▸ Exercise objective: Report each line of the material below that contains the word "black". Case counts.

(Excerpt from a dataset)

------------------------

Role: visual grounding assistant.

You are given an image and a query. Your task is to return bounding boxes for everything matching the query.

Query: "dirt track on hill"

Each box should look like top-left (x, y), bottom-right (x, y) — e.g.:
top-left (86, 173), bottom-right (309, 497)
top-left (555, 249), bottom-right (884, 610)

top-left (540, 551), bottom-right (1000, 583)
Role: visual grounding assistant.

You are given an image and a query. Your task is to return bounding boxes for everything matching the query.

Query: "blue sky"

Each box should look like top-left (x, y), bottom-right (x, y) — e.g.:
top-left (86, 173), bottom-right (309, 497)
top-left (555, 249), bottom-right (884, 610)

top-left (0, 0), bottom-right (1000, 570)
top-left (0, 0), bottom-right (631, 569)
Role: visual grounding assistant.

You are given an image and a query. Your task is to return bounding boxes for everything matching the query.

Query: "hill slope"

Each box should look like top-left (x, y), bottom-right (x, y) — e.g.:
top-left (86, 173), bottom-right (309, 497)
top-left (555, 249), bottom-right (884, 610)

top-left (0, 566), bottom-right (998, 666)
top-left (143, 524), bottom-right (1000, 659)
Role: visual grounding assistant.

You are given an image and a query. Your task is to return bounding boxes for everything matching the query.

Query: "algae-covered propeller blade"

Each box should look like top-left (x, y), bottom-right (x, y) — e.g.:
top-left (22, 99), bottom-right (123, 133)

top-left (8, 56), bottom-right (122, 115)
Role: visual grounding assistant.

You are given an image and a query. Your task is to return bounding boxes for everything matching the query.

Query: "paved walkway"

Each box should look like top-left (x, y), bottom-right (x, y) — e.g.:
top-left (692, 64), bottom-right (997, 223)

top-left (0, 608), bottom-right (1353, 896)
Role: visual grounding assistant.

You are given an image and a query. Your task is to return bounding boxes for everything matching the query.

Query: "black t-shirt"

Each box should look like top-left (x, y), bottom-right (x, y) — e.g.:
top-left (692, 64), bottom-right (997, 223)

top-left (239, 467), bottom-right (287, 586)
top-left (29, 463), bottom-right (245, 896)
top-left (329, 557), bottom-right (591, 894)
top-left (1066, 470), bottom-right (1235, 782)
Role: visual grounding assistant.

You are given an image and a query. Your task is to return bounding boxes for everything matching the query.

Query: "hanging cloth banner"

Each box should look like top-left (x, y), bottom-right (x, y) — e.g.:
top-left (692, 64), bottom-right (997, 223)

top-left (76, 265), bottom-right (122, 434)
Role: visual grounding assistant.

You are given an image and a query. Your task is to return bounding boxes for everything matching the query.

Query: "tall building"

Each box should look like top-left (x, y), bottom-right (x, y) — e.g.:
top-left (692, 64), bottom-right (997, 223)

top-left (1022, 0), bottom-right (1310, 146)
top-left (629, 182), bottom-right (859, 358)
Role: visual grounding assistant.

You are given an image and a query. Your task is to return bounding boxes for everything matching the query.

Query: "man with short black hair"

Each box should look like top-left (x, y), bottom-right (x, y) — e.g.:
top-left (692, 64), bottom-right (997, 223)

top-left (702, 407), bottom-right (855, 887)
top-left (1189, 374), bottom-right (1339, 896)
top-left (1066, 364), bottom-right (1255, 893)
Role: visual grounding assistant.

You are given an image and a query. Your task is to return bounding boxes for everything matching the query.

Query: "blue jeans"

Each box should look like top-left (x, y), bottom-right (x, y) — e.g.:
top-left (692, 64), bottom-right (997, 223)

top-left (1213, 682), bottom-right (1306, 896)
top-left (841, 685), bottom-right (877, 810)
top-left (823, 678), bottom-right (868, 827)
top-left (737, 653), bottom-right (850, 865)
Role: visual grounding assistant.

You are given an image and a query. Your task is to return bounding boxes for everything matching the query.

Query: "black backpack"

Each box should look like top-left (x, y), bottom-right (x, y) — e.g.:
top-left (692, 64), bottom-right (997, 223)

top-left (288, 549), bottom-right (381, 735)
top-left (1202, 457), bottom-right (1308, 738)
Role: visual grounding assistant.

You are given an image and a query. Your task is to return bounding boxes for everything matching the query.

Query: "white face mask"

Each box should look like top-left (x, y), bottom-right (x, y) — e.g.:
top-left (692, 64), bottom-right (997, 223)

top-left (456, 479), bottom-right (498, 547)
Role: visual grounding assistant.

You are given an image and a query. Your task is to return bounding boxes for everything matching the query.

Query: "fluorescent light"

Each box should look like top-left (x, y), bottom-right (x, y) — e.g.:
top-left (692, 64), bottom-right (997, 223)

------------------------

▸ Written answer:
Query: "black t-shirt"
Query: "man with short black hair"
Query: "black backpack"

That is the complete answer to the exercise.